**SOURCE PASSAGE:**
Background: The hardware implementation of neural networks has been the focus of the
researchers during the last few years. The main aim is to obtain all the features possessed by the
biological neural networks not possible through software approach. In the past few years, several
attempts have been made for the hardware implementation of neural networks but most of them have
been designed using off-the-shelf components working at high voltages. Besides, the reported
topologies are not integrable on the IC along with the other systems.
Methods: The paper presents a low-voltage sinh-domain implementation of neural networks using nonmonotonic
Liao’s activation function. The employment of the activation function has an added
advantage that the non-linearly separable logic function such as XOR and XNOR can also be
implemented using single layer perceptron which otherwise is not possible with hard limit, Sigmoidal
and tanh activation functions. Besides, unlike the conventional digital VLSI design, the same neural
network can be trained for different logic function by employing different weights and biases, which has
been demonstrated in the paper.

**DATASET:**
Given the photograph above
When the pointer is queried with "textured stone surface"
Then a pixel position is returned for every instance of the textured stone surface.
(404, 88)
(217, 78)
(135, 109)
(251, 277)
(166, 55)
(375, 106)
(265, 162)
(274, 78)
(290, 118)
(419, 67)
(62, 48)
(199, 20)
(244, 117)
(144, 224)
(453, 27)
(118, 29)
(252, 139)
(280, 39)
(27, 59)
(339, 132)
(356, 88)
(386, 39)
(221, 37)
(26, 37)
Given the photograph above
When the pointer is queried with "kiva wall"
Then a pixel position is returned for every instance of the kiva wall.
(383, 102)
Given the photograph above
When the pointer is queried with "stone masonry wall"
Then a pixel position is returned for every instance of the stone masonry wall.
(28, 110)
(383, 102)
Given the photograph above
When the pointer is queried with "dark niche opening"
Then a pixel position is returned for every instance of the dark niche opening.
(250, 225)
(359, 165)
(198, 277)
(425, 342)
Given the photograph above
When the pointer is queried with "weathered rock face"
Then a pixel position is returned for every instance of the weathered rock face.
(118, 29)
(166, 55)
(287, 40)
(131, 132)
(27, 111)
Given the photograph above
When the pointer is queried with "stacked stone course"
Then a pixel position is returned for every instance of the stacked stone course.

**EXERCISE INSTRUCTIONS:**
A) In the abstract on hardware neural networks, what kind of activation function does the presented sinh-domain implementation use?
B) Extend the abstract on hardware neural networks, starting after its final sentence.

**RESPONSES IN ORDER:**
A) The nonmonotonic Liao’s activation function.

B)
Results: To verify the functionality of the designed neural networks, back propagation algorithm in
MATLAB environment was used to train them for various digital logic functions. Before applying the
calculated weights, these were normalized by DC bias current of the circuits. The performance of the
circuits has been verified through HSPICE simulation software using 0.35μm CMOS process file.
Conclusion: A low-voltage, integrable implementation of the neural network using sinh-domain
technique has been presented. The non-monotonic activation function was employed which made it
possible to design XOR and XNOR functions using only single layer perceptron. The demonstration of
obtaining different logic functions from the same neural network was also presented in the paper. The
results obtained clearly verify the proper functioning of the proposed implementations.